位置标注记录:

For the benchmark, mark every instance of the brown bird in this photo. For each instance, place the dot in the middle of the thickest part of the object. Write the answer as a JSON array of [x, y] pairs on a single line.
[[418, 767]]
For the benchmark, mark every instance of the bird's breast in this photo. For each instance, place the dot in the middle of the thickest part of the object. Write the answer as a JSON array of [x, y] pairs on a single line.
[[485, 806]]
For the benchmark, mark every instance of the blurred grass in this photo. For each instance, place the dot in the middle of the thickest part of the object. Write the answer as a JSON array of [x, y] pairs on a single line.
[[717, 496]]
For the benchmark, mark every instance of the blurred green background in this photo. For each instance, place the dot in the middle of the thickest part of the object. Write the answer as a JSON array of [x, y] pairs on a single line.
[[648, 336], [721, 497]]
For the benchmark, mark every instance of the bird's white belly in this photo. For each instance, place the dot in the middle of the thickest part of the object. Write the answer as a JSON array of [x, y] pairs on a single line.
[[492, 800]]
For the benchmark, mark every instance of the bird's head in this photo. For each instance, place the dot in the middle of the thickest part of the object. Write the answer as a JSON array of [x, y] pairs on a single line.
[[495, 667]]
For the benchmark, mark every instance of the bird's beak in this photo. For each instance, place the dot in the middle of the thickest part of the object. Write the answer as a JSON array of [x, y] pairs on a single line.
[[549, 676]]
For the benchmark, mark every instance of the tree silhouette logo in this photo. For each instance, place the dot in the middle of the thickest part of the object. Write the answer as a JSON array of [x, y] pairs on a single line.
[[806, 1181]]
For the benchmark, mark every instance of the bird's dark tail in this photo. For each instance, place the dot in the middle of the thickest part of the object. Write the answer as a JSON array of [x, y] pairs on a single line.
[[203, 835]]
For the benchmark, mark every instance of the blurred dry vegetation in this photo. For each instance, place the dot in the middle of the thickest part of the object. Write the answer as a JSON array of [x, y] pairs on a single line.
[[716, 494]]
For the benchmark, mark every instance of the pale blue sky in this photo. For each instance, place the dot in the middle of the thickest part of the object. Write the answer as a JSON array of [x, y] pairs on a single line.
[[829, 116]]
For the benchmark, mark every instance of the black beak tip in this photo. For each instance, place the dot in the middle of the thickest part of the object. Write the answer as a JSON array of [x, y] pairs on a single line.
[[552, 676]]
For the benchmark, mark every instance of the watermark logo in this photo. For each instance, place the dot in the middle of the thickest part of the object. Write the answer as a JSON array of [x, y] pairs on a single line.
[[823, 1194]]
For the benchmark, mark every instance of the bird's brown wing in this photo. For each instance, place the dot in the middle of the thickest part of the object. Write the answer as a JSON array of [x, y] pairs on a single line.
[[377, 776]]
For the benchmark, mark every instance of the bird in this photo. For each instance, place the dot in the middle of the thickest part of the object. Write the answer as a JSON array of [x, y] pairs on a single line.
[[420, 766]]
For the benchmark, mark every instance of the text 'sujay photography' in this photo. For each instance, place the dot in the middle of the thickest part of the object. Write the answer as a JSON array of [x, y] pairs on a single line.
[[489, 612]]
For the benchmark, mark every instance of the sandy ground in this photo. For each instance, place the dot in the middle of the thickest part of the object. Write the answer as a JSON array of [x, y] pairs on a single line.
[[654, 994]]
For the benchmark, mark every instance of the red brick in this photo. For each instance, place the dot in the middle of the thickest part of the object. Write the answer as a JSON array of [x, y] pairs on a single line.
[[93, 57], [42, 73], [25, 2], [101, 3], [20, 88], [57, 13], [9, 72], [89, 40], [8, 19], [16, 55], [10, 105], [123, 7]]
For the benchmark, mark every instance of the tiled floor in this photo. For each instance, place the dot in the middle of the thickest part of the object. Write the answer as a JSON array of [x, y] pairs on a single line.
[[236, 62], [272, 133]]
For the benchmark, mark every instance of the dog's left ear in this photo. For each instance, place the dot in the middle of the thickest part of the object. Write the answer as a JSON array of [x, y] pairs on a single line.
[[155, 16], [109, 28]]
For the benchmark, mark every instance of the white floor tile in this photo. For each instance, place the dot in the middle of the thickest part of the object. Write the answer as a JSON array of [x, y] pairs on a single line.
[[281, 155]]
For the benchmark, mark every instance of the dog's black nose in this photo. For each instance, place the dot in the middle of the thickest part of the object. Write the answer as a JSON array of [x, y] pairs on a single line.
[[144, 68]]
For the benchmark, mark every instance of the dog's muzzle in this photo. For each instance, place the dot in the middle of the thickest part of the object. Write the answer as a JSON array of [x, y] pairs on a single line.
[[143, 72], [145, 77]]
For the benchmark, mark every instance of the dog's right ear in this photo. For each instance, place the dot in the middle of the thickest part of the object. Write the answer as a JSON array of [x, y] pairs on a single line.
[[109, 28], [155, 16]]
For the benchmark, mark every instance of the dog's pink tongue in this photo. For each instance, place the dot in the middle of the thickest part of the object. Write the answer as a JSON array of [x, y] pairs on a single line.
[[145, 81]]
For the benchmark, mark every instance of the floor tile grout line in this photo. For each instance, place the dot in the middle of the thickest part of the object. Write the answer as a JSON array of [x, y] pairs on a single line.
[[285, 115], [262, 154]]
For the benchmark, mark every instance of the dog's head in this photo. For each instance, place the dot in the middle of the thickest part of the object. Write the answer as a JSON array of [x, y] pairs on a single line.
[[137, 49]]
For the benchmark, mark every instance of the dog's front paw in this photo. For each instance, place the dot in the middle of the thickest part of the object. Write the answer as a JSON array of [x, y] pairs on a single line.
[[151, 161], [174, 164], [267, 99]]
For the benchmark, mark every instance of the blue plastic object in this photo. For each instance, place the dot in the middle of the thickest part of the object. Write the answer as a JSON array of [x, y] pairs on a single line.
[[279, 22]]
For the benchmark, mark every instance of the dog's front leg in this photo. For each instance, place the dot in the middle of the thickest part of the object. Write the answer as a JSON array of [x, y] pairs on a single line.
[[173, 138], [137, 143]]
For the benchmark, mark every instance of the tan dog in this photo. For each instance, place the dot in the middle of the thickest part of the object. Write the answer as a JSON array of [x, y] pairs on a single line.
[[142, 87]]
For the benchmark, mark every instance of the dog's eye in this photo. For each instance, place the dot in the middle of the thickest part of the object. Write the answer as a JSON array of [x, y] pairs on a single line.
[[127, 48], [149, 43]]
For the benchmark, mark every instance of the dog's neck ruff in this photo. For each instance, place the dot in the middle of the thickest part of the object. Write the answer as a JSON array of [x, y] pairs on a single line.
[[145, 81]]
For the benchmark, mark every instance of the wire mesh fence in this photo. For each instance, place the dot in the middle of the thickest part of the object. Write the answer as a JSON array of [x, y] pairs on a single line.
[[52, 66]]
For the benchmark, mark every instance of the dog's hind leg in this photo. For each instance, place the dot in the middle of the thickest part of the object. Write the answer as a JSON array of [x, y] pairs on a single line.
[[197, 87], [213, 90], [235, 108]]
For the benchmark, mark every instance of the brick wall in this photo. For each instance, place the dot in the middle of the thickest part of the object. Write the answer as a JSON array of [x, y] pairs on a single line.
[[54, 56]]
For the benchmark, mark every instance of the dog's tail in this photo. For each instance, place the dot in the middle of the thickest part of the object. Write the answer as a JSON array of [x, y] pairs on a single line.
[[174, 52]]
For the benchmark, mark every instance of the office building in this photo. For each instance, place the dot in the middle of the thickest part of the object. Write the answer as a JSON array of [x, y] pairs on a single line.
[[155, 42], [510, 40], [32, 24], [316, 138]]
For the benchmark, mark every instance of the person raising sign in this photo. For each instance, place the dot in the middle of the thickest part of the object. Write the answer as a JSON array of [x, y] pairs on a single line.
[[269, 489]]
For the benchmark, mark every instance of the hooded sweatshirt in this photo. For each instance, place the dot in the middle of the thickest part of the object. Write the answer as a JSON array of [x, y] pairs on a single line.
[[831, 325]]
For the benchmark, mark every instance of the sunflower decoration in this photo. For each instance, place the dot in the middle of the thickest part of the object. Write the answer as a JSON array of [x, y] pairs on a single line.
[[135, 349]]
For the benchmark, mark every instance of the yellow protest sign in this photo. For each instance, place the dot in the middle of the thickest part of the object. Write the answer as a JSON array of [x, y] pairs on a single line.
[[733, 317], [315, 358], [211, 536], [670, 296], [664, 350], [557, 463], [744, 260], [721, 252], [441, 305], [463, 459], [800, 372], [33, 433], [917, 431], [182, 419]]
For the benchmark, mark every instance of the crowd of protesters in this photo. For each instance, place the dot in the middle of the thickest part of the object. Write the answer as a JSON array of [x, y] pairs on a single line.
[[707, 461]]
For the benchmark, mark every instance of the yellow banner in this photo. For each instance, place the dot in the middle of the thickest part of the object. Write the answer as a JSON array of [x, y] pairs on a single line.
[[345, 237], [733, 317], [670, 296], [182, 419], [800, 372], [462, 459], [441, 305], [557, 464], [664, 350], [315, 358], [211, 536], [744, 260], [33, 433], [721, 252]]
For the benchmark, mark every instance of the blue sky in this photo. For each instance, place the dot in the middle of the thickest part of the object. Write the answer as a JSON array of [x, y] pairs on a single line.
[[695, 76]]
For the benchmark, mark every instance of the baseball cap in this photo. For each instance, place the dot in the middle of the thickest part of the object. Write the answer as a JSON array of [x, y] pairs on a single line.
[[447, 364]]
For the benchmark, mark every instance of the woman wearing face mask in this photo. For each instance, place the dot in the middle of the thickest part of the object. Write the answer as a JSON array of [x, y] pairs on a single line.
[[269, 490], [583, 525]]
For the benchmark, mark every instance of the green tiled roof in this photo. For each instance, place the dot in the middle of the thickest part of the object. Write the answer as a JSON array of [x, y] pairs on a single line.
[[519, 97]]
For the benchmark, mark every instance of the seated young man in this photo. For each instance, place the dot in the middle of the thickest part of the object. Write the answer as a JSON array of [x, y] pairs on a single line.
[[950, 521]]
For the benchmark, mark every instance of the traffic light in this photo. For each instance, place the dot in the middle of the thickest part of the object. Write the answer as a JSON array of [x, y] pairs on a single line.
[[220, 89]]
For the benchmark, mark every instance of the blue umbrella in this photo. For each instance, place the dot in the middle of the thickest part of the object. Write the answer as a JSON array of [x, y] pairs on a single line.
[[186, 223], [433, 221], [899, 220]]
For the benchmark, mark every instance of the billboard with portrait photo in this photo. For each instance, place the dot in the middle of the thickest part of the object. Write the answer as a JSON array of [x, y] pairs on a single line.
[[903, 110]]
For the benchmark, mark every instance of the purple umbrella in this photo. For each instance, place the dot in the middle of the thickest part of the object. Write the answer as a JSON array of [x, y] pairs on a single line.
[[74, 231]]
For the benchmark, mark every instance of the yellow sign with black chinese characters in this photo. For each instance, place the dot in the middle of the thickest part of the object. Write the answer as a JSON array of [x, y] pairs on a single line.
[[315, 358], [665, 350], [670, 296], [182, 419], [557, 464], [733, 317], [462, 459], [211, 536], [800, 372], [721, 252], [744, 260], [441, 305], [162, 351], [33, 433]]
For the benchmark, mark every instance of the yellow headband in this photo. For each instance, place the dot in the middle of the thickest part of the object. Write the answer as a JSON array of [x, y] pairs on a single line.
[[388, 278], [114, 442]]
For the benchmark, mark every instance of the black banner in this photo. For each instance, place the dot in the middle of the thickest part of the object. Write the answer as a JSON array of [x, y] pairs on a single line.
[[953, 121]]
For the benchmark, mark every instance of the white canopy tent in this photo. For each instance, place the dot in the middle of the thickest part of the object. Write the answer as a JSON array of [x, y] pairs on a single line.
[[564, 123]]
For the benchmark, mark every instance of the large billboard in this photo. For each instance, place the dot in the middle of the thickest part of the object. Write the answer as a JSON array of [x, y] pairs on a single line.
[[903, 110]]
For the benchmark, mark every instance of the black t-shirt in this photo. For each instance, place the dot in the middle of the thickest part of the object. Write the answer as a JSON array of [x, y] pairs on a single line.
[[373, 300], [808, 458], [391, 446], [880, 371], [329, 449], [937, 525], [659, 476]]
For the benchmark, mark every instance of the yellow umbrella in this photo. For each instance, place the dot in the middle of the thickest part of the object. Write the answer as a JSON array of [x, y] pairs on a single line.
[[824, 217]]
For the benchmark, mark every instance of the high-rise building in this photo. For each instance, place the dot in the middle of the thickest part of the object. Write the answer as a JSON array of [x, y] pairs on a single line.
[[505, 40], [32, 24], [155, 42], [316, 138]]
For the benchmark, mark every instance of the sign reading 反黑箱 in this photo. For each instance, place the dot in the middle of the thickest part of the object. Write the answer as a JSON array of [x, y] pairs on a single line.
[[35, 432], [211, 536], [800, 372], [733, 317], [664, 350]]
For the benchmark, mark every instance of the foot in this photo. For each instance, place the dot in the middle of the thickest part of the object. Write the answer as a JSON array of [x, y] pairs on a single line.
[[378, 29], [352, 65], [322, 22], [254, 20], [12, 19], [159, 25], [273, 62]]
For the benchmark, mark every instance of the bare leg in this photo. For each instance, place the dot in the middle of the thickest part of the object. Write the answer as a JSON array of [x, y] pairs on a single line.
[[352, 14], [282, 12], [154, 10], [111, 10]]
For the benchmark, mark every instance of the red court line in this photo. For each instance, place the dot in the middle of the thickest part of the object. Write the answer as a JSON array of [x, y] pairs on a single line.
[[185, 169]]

待办任务
原样返回从开头起直到含有“[[418, 767]]”的那一行（含该行）的各行。

完整回答
For the benchmark, mark every instance of the brown bird in this photo. For each instance, place the dot in the middle of the thickest part of the object. Write the answer as a JSON array of [x, y] pairs on a single line.
[[418, 767]]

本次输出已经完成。